» **Vorliegender Text**
========

Geht es der Theologie - mindestens - um Frieden, Tod und Erlösung? Oder um die akademische Verwaltung der Tradition? Es ist ihre Gewissensfrage.

Worum geht es der Theologie? Als offene, als unausweichliche, als schmerzhaft-schöne Frage? Geht es ihr - mindestens - um Frieden, Tod und Erlösung? Oder um die akademische Verwaltung der Tradition? Es ist die Gewissensfrage der Theologie.

Will man diese Frage nicht moralisierend behandeln, muss man sie mit Hans-Joachim Sander topologisch fassen: „Wo sind wir, die wir Theologie treiben, und in welchen Machtkonstellationen tun wir es?“ Es geht tatsächlich um den „Zusammenhang von Wissen, Raum und Macht“, wenn man sich jenem Problem nähern will, das sich mir am Ende meines professionellen akade­mischen Lebens als katholischer Theologe am drängend­sten stellt: Geht es der Theologie um die akademische Form ihrer The­men oder um ihre Themen in akademischer Form? Nur letzteres hätte irgend­einen religiösen Sinn und existentielle Bedeutung.

Natürlich stellt sich diese Frage erst jenseits antiquarischer oder gar monumen­talisch-triumphaler Traditionsverwaltung, und selbst noch jenseits kritischem, universitär-akademischem Habitus. Der erliegt zwar normalerweise nicht der Dummheit des Tra­ditionalismus oder gar den Untaten der Repression, aber er macht doch recht schnell seinen Frieden mit der eigenen intellektuellen Selbstbehauptung und beruhigt sich zu früh in seinem Sieg gegen jene, die zu besiegen notwendig, aber nicht hinreichend ist.

Wo also treiben wir hier und heute Theologie? Einige Skizzen, unvollständig und rudimentär, aber sie bündeln meine Erfahrungen, Beobachtungen und Reflexionen der letzten Jahre, ja Jahrzehnte. Sie betreffen Gesellschaft, Universität und Kirche.

Gesellschaft

Mitten in einer europäischen Kriegskrise und in der Ungewissheit, wo wir uns in der Coronakrise und gar in der Klimakrise eigentlich genau befinden, verdichten und plausibilisieren sich zwei gesellschafts­theoretische Analysen. Eine findet sich etwa bei Eric Hobsbawn, Aleida Assmann und Hartmut Rosa, die andere bei Heinz Bude.

Eric Hobsbawn stellte schon 1995 fest, dass „die Vergangenheit … keine Rolle mehr spielt, weil die alten Karten und Pläne, die Menschen und Gesellschaften durch das Leben geleitet haben, nicht mehr der Landschaft entsprachen, durch die wir uns bewegten, und nicht mehr dem Meer, über das wir segelten.

========

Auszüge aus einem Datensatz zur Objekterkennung
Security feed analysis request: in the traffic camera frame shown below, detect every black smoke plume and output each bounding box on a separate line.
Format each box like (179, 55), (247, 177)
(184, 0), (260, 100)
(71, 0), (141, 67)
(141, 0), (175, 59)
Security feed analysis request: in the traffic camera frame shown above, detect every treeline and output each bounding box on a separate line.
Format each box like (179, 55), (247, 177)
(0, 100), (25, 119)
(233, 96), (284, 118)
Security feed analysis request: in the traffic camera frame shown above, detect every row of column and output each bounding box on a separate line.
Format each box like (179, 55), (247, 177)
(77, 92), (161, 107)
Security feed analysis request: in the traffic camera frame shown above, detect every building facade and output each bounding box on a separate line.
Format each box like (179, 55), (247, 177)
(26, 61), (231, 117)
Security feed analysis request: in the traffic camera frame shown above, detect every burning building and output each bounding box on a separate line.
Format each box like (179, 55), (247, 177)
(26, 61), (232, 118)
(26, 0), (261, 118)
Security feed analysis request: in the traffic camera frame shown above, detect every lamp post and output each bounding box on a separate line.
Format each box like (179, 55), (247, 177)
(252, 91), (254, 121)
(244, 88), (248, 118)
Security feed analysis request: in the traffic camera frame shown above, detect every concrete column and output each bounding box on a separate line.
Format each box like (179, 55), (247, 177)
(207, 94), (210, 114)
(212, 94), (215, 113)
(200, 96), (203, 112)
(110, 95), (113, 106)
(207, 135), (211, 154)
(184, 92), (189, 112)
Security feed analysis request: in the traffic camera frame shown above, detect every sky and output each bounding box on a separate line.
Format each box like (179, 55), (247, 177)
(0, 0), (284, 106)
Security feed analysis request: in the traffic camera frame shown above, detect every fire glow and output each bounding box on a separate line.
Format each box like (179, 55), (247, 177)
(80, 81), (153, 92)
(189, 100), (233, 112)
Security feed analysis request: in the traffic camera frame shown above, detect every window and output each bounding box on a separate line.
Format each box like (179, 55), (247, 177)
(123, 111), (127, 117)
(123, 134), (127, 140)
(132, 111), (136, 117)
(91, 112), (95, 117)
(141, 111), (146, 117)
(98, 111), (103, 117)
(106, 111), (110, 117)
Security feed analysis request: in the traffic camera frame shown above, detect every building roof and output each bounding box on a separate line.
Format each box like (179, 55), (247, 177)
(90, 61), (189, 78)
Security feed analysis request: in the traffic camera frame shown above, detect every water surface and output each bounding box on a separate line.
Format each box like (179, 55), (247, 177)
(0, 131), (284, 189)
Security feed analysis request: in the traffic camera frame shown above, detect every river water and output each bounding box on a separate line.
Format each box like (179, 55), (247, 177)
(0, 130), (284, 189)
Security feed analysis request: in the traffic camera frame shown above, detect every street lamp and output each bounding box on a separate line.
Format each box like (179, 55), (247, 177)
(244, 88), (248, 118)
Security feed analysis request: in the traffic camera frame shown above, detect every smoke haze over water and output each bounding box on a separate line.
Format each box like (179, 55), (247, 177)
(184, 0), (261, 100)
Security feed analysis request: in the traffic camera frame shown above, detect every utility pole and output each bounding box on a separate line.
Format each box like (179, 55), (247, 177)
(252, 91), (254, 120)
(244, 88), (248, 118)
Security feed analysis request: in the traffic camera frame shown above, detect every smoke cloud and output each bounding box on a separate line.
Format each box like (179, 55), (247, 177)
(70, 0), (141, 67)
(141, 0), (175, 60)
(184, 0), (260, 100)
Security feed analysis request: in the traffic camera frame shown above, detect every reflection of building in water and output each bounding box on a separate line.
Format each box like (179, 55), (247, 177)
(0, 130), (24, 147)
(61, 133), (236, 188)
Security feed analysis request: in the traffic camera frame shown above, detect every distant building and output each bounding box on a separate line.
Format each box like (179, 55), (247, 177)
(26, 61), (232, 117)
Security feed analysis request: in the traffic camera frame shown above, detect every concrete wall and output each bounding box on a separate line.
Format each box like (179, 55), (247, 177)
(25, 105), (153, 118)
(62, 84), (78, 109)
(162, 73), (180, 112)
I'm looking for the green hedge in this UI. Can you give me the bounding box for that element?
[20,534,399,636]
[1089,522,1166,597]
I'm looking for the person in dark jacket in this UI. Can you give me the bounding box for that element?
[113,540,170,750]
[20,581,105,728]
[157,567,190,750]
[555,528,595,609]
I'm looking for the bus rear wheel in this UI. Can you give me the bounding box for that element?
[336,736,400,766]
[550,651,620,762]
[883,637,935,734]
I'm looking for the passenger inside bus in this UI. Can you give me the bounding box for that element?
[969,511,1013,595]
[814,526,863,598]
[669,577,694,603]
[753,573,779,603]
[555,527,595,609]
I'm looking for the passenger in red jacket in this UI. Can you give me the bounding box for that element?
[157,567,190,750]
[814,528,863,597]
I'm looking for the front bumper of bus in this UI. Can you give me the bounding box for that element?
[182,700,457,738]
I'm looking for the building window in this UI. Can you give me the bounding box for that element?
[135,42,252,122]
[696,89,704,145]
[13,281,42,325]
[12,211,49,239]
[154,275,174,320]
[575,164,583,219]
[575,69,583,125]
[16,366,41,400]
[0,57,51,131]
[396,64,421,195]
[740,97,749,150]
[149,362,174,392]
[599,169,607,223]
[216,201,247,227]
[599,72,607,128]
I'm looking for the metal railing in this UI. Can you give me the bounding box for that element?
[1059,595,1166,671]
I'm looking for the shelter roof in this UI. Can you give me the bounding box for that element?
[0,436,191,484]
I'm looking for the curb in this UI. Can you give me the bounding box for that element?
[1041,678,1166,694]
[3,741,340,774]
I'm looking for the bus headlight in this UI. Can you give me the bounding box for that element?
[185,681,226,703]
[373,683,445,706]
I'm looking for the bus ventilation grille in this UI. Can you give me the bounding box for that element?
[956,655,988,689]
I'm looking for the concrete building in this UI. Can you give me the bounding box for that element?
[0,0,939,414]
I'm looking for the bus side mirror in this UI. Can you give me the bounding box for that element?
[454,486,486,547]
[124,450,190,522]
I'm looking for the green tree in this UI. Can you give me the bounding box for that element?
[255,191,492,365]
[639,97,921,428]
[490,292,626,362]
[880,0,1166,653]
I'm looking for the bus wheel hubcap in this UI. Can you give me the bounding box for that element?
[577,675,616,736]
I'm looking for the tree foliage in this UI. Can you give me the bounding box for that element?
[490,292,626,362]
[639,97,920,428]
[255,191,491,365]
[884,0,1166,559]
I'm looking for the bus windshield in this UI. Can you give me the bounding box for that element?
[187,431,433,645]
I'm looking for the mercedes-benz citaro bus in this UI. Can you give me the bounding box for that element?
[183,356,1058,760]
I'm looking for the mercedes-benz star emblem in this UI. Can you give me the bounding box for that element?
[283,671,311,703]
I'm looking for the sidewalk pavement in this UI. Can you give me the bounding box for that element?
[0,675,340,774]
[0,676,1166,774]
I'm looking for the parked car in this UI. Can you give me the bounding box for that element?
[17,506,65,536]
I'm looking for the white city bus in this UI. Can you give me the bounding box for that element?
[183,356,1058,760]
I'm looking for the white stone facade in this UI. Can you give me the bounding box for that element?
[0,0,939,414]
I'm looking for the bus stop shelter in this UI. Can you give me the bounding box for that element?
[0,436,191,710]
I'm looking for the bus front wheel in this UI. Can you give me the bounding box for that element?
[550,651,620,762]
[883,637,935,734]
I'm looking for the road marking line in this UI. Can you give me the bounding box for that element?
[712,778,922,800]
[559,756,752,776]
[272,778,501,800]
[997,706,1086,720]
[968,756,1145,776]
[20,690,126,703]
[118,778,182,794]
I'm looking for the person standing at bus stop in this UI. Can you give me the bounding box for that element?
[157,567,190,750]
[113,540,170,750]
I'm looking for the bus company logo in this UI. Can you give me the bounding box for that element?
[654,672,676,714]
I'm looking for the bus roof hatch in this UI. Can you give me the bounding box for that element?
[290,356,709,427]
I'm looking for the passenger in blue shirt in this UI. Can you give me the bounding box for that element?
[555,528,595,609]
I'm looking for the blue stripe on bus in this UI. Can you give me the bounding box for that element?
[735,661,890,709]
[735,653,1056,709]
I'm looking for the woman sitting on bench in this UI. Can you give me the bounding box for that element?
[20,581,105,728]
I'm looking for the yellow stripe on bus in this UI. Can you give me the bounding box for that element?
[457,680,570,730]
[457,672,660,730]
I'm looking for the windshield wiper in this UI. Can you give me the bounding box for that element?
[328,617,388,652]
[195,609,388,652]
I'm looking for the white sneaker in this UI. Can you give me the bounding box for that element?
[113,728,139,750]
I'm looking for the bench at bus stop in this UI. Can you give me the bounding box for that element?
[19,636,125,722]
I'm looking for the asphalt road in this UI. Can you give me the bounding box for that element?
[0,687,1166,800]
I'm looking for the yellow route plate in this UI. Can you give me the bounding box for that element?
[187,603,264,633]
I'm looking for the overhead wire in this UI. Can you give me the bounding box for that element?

========

» **Aufgaben**
[A] Prüfe bitte, ob die folgenden Aussagen mit dem Text über die Theologie übereinstimmen, und belege jede Antwort mit dem entscheidenden Wortlaut: (i) Die Frage wird im Text mit Hans-Joachim Sander topologisch gefasst. (ii) Eric Hobsbawn traf seine Feststellung im Jahr 2005. (iii) Die Skizzen betreffen Gesellschaft, Universität und Kirche.
[B] Bei wem findet sich laut dem Text über die Theologie die zweite der beiden gesellschaftstheoretischen Analysen?
Die Datensätze stammen aus einer anderen Quelle als der Text.

» **Lösungen**
[A]
(i) Ja: „muss man sie mit Hans-Joachim Sander topologisch fassen“
(ii) Nein: „Eric Hobsbawn stellte schon 1995 fest“
(iii) Ja: „Sie betreffen Gesellschaft, Universität und Kirche.“

[B] Bei Heinz Bude.